**ASSIGNMENT:** Please carry the article on Acti's AI keyboard further, picking up after its last sentence.

**EXTRACT:**
[Start of section]
Key facts
- Acti has launched an AI-powered keyboard for iOS and Android.
- The keyboard allows users to take actions on their behalf within apps.
- It aims to reduce app switching by embedding AI tools directly into the user interface.
- The platform is powered by Google's Gemini models.
- Users can create custom shortcuts called Skills for multi-step tasks.
- Acti utilizes a local-first model for user privacy, keeping personal context on the device by default.
Singapore-based startup Acti has launched an AI-powered keyboard for iOS and Android, aiming to integrate AI agents directly into smartphone applications. The keyboard, named Acti, allows users to perform actions and access information without leaving their current app, addressing the fragmentation of user context across multiple applications.
[End of section]
**EXCERPTED DATA:**
[Start of section]
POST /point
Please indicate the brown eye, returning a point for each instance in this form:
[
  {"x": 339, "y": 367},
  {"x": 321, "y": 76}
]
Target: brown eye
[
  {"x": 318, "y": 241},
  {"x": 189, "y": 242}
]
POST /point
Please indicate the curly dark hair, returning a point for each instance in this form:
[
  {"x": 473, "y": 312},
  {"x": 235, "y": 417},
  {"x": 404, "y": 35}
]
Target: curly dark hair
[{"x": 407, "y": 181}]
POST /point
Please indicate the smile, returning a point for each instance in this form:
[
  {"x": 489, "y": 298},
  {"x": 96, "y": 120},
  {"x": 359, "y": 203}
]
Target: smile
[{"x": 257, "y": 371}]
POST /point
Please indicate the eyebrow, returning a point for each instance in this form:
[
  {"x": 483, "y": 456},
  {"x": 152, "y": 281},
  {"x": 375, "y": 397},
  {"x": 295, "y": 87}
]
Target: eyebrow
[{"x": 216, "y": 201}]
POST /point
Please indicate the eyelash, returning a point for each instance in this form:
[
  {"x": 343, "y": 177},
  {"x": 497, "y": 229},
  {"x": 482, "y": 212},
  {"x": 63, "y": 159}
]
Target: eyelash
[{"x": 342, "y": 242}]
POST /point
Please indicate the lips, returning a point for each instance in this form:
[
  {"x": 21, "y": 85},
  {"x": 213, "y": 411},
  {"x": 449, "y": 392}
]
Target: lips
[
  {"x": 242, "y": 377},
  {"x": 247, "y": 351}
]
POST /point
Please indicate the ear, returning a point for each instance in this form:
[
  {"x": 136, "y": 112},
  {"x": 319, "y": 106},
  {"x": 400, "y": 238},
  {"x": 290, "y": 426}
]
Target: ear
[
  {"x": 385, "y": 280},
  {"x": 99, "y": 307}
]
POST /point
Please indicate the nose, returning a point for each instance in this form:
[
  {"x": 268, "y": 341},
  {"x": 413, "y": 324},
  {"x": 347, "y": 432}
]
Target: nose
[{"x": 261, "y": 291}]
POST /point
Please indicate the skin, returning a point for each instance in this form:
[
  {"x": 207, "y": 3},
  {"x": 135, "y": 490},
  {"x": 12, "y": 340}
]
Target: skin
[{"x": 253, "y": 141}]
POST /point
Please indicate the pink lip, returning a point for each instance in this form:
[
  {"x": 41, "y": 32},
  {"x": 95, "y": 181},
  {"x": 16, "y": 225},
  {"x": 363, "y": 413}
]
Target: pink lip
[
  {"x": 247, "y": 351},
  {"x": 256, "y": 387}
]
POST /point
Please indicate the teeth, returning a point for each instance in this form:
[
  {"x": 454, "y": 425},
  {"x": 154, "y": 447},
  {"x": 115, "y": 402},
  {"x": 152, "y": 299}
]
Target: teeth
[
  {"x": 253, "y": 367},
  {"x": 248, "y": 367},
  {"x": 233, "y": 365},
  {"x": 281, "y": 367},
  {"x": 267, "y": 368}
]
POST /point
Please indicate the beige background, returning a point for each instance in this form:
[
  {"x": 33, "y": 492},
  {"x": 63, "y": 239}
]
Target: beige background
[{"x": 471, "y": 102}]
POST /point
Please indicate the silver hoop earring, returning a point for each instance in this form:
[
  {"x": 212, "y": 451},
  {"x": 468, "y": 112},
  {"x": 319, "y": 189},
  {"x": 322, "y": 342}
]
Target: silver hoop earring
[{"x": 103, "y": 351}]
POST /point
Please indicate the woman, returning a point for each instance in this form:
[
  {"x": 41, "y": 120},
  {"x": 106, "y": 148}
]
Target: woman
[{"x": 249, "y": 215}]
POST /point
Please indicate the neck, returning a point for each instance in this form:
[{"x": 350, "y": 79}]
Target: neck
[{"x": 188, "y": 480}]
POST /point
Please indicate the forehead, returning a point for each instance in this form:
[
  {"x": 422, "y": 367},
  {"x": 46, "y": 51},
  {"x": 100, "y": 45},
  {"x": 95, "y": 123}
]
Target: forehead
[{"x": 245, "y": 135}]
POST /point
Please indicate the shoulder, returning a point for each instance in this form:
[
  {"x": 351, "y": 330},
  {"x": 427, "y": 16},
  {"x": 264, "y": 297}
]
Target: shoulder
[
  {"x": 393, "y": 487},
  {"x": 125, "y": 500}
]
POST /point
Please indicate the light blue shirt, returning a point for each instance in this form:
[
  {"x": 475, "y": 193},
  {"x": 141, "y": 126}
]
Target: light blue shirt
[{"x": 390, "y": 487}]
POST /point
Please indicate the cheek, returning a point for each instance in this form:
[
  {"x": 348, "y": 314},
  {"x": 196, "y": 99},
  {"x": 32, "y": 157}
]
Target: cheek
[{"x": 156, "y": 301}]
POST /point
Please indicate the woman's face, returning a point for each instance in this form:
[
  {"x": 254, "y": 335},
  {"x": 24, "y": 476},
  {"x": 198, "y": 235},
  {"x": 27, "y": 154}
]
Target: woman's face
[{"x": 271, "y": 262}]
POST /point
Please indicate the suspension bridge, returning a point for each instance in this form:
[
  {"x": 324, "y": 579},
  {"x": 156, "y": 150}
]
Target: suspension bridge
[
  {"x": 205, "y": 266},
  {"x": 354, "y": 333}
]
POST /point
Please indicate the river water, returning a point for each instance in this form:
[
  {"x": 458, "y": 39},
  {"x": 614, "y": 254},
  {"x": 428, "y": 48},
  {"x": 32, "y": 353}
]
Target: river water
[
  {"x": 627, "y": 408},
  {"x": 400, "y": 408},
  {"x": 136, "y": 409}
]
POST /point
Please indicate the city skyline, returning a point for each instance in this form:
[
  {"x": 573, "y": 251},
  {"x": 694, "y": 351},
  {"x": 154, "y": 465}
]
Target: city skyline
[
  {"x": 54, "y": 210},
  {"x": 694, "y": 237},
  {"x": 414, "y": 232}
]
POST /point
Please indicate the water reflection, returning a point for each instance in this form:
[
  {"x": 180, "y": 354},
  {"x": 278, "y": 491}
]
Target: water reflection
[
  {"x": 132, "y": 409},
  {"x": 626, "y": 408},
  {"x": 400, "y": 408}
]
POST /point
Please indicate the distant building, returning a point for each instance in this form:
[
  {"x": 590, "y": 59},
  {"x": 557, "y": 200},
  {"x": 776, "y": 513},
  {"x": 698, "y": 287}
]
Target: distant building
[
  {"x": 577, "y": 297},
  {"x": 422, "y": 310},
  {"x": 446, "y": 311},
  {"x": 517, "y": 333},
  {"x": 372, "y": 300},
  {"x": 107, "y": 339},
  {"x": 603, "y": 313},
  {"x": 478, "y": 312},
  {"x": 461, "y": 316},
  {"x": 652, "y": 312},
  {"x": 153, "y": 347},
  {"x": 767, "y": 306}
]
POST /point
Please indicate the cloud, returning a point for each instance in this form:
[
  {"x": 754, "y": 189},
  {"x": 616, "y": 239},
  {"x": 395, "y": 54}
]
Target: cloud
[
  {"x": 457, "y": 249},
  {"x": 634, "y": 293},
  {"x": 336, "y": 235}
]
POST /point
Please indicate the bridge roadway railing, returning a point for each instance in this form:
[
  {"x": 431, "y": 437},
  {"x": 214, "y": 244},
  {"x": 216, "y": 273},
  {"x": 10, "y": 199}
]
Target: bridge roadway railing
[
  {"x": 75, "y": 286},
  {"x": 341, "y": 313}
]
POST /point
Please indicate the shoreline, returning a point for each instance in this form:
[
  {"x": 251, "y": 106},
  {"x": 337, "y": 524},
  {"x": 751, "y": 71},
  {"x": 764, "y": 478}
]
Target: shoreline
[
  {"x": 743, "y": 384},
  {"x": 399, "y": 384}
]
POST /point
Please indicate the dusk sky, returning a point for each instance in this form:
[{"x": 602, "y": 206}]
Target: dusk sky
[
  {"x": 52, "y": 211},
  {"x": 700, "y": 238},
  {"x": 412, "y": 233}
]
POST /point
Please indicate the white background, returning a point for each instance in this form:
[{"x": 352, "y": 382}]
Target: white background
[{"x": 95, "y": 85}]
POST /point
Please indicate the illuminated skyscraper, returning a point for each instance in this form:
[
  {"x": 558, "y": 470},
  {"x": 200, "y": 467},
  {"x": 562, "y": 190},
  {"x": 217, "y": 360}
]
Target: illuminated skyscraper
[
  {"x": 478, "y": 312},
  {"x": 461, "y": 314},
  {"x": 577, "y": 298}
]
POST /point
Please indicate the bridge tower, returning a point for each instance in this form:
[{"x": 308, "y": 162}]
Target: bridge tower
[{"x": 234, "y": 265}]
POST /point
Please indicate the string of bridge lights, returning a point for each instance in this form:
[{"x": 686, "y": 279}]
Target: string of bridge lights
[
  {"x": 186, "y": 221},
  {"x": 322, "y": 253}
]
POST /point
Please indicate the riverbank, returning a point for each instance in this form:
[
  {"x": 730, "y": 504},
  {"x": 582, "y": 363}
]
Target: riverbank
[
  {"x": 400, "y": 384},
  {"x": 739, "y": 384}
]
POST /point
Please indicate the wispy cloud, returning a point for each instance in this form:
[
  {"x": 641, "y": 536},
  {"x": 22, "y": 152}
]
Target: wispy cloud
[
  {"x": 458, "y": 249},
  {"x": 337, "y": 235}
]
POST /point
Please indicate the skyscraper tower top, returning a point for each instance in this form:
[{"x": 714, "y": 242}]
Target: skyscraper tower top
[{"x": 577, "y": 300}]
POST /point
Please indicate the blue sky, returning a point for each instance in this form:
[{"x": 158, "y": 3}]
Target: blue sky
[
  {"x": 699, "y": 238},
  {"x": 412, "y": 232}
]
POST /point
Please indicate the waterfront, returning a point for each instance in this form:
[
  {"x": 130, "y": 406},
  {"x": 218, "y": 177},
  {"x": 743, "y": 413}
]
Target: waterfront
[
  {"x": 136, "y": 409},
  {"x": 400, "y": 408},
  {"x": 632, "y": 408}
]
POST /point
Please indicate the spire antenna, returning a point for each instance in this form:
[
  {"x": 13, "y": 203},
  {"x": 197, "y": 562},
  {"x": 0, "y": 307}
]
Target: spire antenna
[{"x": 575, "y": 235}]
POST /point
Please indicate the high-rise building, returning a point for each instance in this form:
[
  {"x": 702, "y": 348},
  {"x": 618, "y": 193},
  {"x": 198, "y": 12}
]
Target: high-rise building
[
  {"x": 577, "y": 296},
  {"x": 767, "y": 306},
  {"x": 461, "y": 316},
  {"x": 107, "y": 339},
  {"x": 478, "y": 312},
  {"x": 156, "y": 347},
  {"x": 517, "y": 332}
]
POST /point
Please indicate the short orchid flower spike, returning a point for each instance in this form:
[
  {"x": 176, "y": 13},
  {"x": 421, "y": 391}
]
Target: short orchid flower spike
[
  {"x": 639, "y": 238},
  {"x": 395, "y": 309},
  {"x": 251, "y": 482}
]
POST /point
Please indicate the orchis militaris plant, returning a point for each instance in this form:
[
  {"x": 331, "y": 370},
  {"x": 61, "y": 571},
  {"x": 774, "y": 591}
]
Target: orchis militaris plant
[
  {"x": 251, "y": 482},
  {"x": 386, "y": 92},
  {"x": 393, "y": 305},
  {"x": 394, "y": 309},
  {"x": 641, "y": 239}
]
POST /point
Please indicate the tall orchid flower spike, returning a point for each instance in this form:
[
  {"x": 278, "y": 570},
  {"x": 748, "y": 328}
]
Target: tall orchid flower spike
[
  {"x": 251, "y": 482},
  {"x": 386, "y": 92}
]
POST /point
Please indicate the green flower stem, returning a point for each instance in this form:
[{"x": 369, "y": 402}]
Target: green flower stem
[End of section]
**ANSWER BOX:**
According to Acti founder and CEO Young Wang, the keyboard's ability to "sit across all of them" provides a user-centric context layer, which he believes is foundational for the AI-agent era. The platform leverages Google's Gemini models for their intelligence, speed, and cost efficiency. A key feature, called Skills, enables users to program single-key shortcuts for multi-step tasks, such as translating messages or sharing meeting links.
Acti emphasizes user privacy with a local-first model, meaning personal context generally remains on the device unless a feature explicitly requires external processing. Wang, who previously scaled Baidu's Facemoji Keyboard to over 300 million daily active users, sees text as a carrier of intent that can now be translated into action, motivating the reinvention of the keyboard for the AI era.
The company plans a subscription-based revenue model for advanced features and higher usage limits. Users can create Skills by describing desired actions in plain language, and these can be kept private or shared publicly. Acti has secured $5.3 million in seed funding, led by BITKRAFT Ventures, with the team also including CTO Mike Sun and CSO Junbo Yang.